§ WORK ITEM:
Which lines of the entries below run from the one holding "# each ring" to the one holding "Trace the outline", inclusive? Set down exactly those lines and no others.
SOURCE DATA Block Start
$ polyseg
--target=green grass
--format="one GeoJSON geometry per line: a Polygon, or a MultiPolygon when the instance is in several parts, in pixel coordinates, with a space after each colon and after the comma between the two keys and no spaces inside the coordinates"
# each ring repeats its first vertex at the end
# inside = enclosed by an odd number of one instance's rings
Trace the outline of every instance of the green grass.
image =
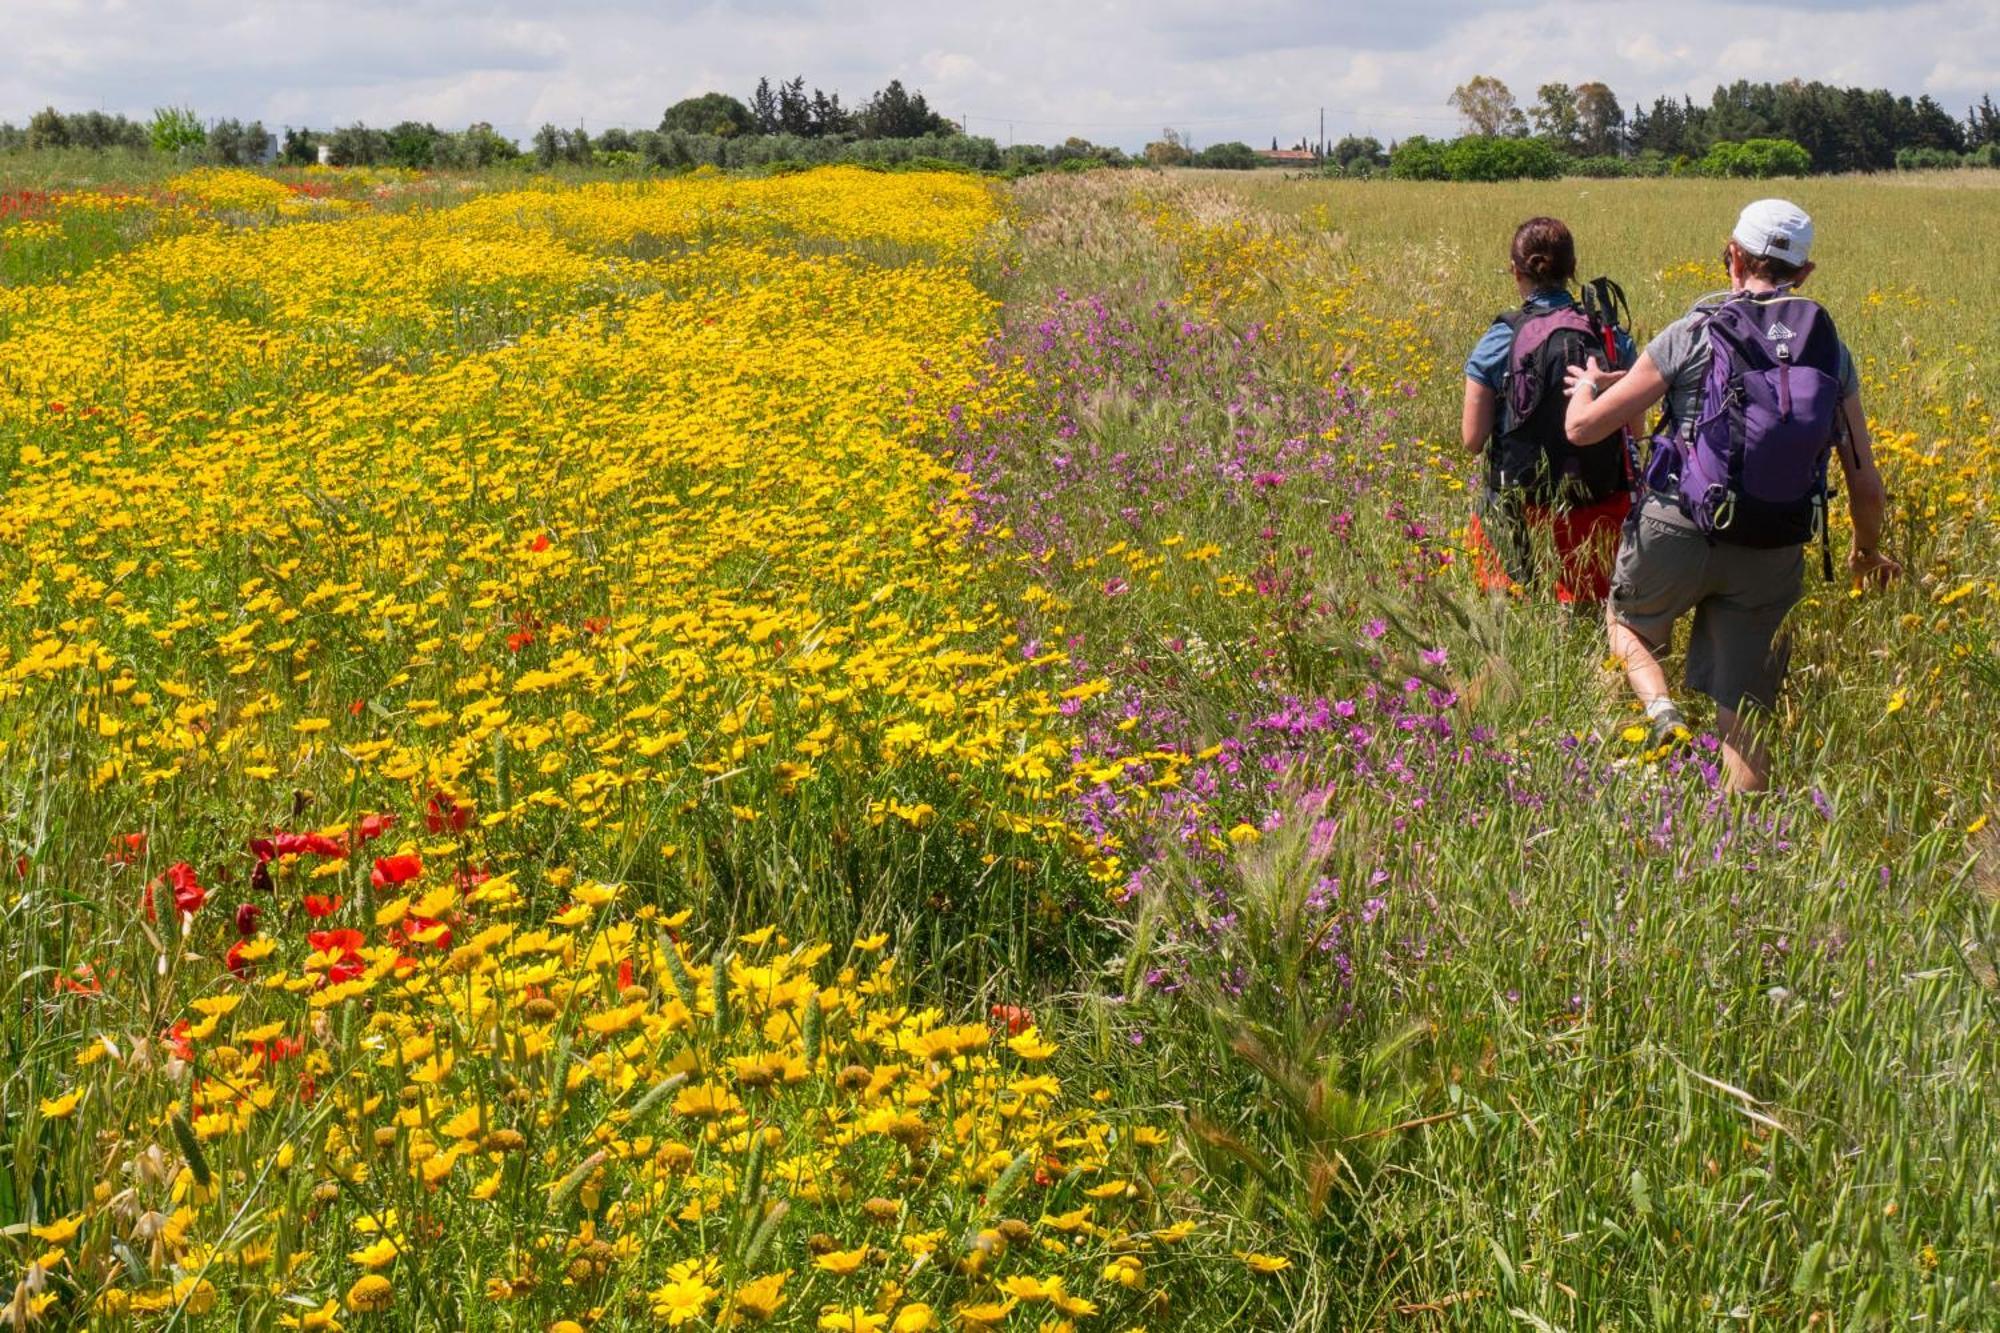
{"type": "MultiPolygon", "coordinates": [[[[0,181],[145,183],[144,165],[7,159],[0,181]]],[[[1267,826],[1240,847],[1177,845],[1158,808],[1128,809],[1117,850],[1149,879],[1125,904],[1079,907],[1078,866],[1053,853],[990,871],[942,824],[856,841],[874,794],[858,779],[820,788],[823,804],[782,830],[690,849],[694,868],[621,869],[645,892],[687,875],[726,931],[767,916],[801,936],[894,928],[919,1002],[955,1016],[1025,1002],[1064,1039],[1071,1086],[1174,1124],[1163,1188],[1208,1234],[1201,1259],[1160,1266],[1147,1327],[1993,1326],[2000,843],[1967,830],[2000,806],[1996,177],[1771,187],[1818,223],[1808,291],[1863,367],[1892,549],[1909,564],[1865,599],[1809,574],[1771,722],[1774,794],[1730,801],[1696,769],[1635,762],[1601,628],[1543,596],[1487,603],[1457,540],[1473,476],[1460,361],[1513,299],[1501,268],[1515,223],[1564,217],[1584,271],[1624,283],[1643,337],[1717,284],[1714,253],[1758,187],[1050,176],[1015,189],[1007,262],[979,270],[1000,319],[1018,336],[1051,318],[1059,289],[1100,296],[1136,351],[1115,381],[1020,390],[1026,406],[996,428],[1020,451],[1021,509],[1007,512],[1053,515],[1069,535],[1043,549],[991,532],[978,549],[1025,639],[1116,681],[1079,725],[1134,752],[1172,727],[1189,751],[1229,740],[1254,757],[1277,751],[1252,722],[1288,696],[1401,697],[1421,677],[1453,696],[1424,710],[1450,741],[1365,705],[1373,740],[1316,733],[1282,777],[1252,763],[1255,780],[1207,803],[1204,828],[1267,826]],[[1295,335],[1248,336],[1274,318],[1295,335]],[[1184,322],[1216,330],[1226,354],[1198,356],[1208,344],[1184,322]],[[1296,423],[1259,404],[1335,382],[1358,399],[1345,433],[1287,455],[1284,484],[1204,473],[1139,512],[1118,481],[1113,460],[1178,466],[1239,436],[1276,467],[1296,423]],[[1310,484],[1304,457],[1331,460],[1310,484]],[[1086,475],[1054,486],[1078,459],[1086,475]],[[1189,558],[1205,546],[1212,557],[1189,558]],[[1438,649],[1441,662],[1421,655],[1438,649]],[[1140,739],[1120,741],[1128,707],[1140,739]],[[1335,880],[1337,905],[1316,906],[1335,880]],[[905,910],[889,919],[880,903],[905,910]],[[1330,925],[1341,933],[1323,947],[1330,925]],[[1229,1249],[1291,1263],[1252,1275],[1229,1249]]],[[[0,232],[0,282],[72,280],[139,239],[66,231],[31,254],[0,232]]],[[[871,257],[907,258],[881,249],[871,257]]],[[[542,324],[502,295],[464,304],[435,347],[399,335],[395,356],[443,364],[542,324]]],[[[587,304],[553,301],[547,318],[587,304]]],[[[8,456],[26,438],[5,441],[8,456]]],[[[752,578],[758,562],[734,558],[752,578]]],[[[221,605],[235,581],[178,591],[221,605]]],[[[80,725],[50,716],[42,752],[80,725]]],[[[103,861],[117,793],[18,763],[10,779],[18,828],[103,861]]],[[[115,929],[147,959],[130,889],[116,890],[115,929]]],[[[61,929],[21,919],[42,898],[0,918],[17,1008],[47,985],[42,969],[74,961],[69,923],[111,920],[96,887],[63,892],[61,929]]],[[[119,1003],[157,1005],[135,1024],[157,1029],[180,998],[119,1003]]],[[[73,1034],[43,1030],[10,1020],[17,1069],[69,1058],[73,1034]]],[[[8,1086],[11,1102],[55,1084],[8,1086]]],[[[46,1128],[14,1106],[6,1123],[10,1157],[46,1128]]],[[[0,1179],[34,1174],[8,1165],[0,1179]]],[[[0,1223],[25,1207],[11,1198],[0,1223]]],[[[506,1239],[458,1238],[468,1283],[506,1239]]],[[[479,1308],[471,1287],[458,1299],[441,1308],[479,1308]]],[[[1026,1326],[1027,1312],[1008,1325],[1026,1326]]]]}
{"type": "MultiPolygon", "coordinates": [[[[1148,528],[1154,540],[1178,530],[1189,545],[1215,543],[1246,572],[1267,544],[1310,549],[1295,572],[1322,594],[1303,624],[1253,627],[1259,643],[1292,644],[1282,667],[1233,665],[1199,686],[1198,709],[1194,687],[1175,699],[1226,734],[1241,720],[1232,695],[1255,709],[1289,691],[1352,693],[1371,674],[1393,677],[1400,667],[1364,670],[1350,647],[1357,623],[1386,606],[1409,627],[1405,653],[1448,648],[1465,722],[1498,737],[1512,768],[1424,770],[1416,810],[1407,790],[1355,780],[1327,756],[1315,780],[1333,783],[1342,836],[1322,860],[1260,846],[1233,874],[1198,866],[1177,877],[1197,902],[1196,885],[1229,881],[1231,903],[1246,919],[1246,904],[1266,904],[1267,924],[1239,923],[1220,960],[1197,936],[1181,960],[1189,984],[1172,998],[1134,995],[1138,967],[1173,956],[1155,933],[1165,927],[1142,924],[1102,987],[1112,1002],[1084,1024],[1120,1080],[1188,1113],[1192,1160],[1218,1206],[1288,1238],[1300,1266],[1276,1280],[1298,1327],[1969,1328],[1996,1317],[2000,866],[1990,842],[1981,861],[1965,833],[2000,796],[1988,400],[2000,297],[1980,276],[1993,196],[1968,188],[1989,184],[1770,187],[1818,224],[1822,267],[1808,291],[1864,367],[1892,541],[1910,577],[1853,600],[1809,573],[1792,685],[1772,723],[1785,790],[1737,801],[1692,773],[1596,762],[1621,755],[1616,732],[1630,714],[1591,620],[1542,598],[1488,608],[1462,580],[1412,586],[1395,571],[1409,558],[1408,521],[1433,533],[1463,525],[1467,493],[1448,480],[1474,475],[1457,443],[1459,364],[1513,299],[1503,264],[1514,224],[1564,217],[1583,271],[1626,286],[1643,339],[1720,285],[1712,255],[1735,210],[1767,191],[1222,173],[1025,187],[1028,251],[1012,289],[1024,318],[1055,286],[1108,292],[1133,311],[1175,299],[1193,252],[1142,220],[1164,204],[1241,228],[1193,254],[1192,271],[1251,253],[1245,237],[1280,243],[1232,287],[1248,295],[1207,308],[1225,322],[1289,307],[1310,325],[1321,296],[1346,292],[1321,350],[1273,344],[1260,363],[1273,373],[1331,374],[1325,348],[1353,350],[1363,316],[1383,339],[1420,349],[1372,372],[1387,351],[1360,347],[1378,388],[1419,370],[1410,397],[1377,398],[1394,411],[1383,424],[1390,461],[1363,459],[1374,482],[1354,502],[1347,544],[1325,532],[1327,509],[1350,503],[1344,493],[1181,506],[1148,528]],[[1676,272],[1692,263],[1706,272],[1676,272]],[[1966,584],[1969,594],[1941,602],[1966,584]],[[1905,702],[1892,707],[1899,690],[1905,702]],[[1571,750],[1566,737],[1585,739],[1571,750]],[[1588,776],[1571,771],[1571,755],[1593,761],[1588,776]],[[1296,966],[1296,943],[1268,924],[1285,913],[1268,905],[1292,901],[1302,877],[1352,884],[1374,867],[1393,875],[1390,924],[1372,941],[1356,934],[1352,981],[1296,966]],[[1407,947],[1417,938],[1420,958],[1407,947]],[[1260,986],[1286,999],[1282,1012],[1253,1003],[1260,986]],[[1370,1056],[1409,1023],[1421,1031],[1413,1045],[1370,1056]],[[1147,1033],[1136,1053],[1124,1040],[1132,1026],[1147,1033]],[[1308,1114],[1315,1082],[1320,1110],[1308,1114]],[[1332,1140],[1315,1121],[1370,1099],[1355,1122],[1364,1127],[1439,1118],[1332,1140]],[[1204,1122],[1227,1131],[1207,1148],[1204,1122]],[[1233,1146],[1215,1150],[1224,1138],[1233,1146]],[[1309,1163],[1327,1142],[1359,1169],[1315,1200],[1309,1163]]],[[[1099,420],[1088,438],[1106,455],[1137,455],[1190,429],[1145,406],[1099,420]]],[[[1203,589],[1140,608],[1106,603],[1092,595],[1102,571],[1077,563],[1065,577],[1056,562],[1053,582],[1078,604],[1065,619],[1086,643],[1137,641],[1149,618],[1220,632],[1238,614],[1203,589]]]]}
SOURCE DATA Block End
§ RESULT FOR THIS TASK:
# each ring repeats its first vertex at the end
# inside = enclosed by an odd number of one instance's rings
Trace the outline of every instance of the green grass.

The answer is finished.